◆ WORK TO DO ◆
1. Extract the passage of the DRAM column between "Meanwhile, Hynix announced" and "Infineon Technologies AG.", inclusive.
2. For each statement below, decide whether the DRAM column supports it. Answer yes or no, and quote the deciding words of the column exactly.
(a) Micron will stop supporting its existing SRAM and TCAM customers.
(b) Hynix will spend $100 million to upgrade its Eugene fab to a 0.13-micron process.
(c) Micron's DRAM market share fell to 18 percent in 2002 from 20 percent in 2001.
3. According to the DRAM column, why is upgrading the Eugene fab essential to Hynix's continued competitiveness?

◆ SELECTION ◆
::::::::

The following column was provided by Nam Hyung Kim, a senior analyst with iSuppli Corp., an El Segundo, Calif.-based market research firm.

When the going gets tough, the tough sharpen their focus and reaffirm their commitment to their core businesses. At least that's what the tough do in the DRAM business, as evidenced by moves by memory makers Micron Technology Inc. and Hynix Semiconductor Inc.

The two companies this month have made efforts to shore-up their core businesses, with Micron exiting the SRAM and Ternary Content Addressable Memory (TCAM) markets so it can focus on DRAM, and Hynix announcing it will invest in a fab that is essential to its continued competitiveness in the DRAM business.

In a development first detected by Betsy Van Hees, senior analyst, memory, for iSuppli Corp., Micron this month decided to drop its SRAM and TCAM product lines (see March 14 story). Micron has ceased all internal product development efforts and wafer starts for these product families, but will continue to support its existing customers using inventory and work in progress. With its withdrawal from SRAM, Micron will focus its efforts on DRAM, flash memory and specialty DRAMs like Reduced Latency DRAM (RLDRAM) and CellularRAM.

Meanwhile, Hynix announced a major new investment in its fab in Eugene, Oregon. The company will spend $100 million to upgrade the fab to an advanced 0.13-micron process, which the company refers to as its Prime Chip Technology.

Micron and Hynix's actions come in response to lost market share and continued financial troubles. Both companies in 2002 lost market share in the DRAM market to Samsung Electronics and Infineon Technologies AG.

Micron's market share fell to 18 percent in 2002, down from 20 percent in 2001. Furthermore, Micron's market share decreased to 17.5 percent in the second half of 2002, down from 18.5 percent in the first half of 2002. The company's balance sheet has been in the red since 2001. Rather than diversifying its product lines, Micron's response to its DRAM travails was to refocus on its main business. iSuppli believes this was a smart decision for Micron, given that the company has much work to do in order to remain a competitive DRAM supplier. This work includes reducing costs and improving its latest products.

Hynix has problems of its own. The company this month said it had laid off 20 percent of its executive team.

Upgrading the Eugene fab is essential to Hynix's continued competitiveness because the state-of-the-art facility produces high-end 256Mbit SDRAM and DDR.

::::::::

◆ DATA LINES ◆
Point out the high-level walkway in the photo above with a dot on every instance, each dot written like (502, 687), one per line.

::::::::

◆ TASK-BY-TASK OUTPUTS ◆
1.
Meanwhile, Hynix announced a major new investment in its fab in Eugene, Oregon. The company will spend $100 million to upgrade the fab to an advanced 0.13-micron process, which the company refers to as its Prime Chip Technology.

Micron and Hynix's actions come in response to lost market share and continued financial troubles. Both companies in 2002 lost market share in the DRAM market to Samsung Electronics and Infineon Technologies AG.

2.
(a) No: "but will continue to support its existing customers using inventory and work in progress."
(b) Yes: "The company will spend $100 million to upgrade the fab to an advanced 0.13-micron process"
(c) Yes: "Micron's market share fell to 18 percent in 2002, down from 20 percent in 2001."

3. Upgrading the Eugene fab is essential to Hynix's competitiveness because that state-of-the-art facility produces high-end 256Mbit SDRAM and DDR.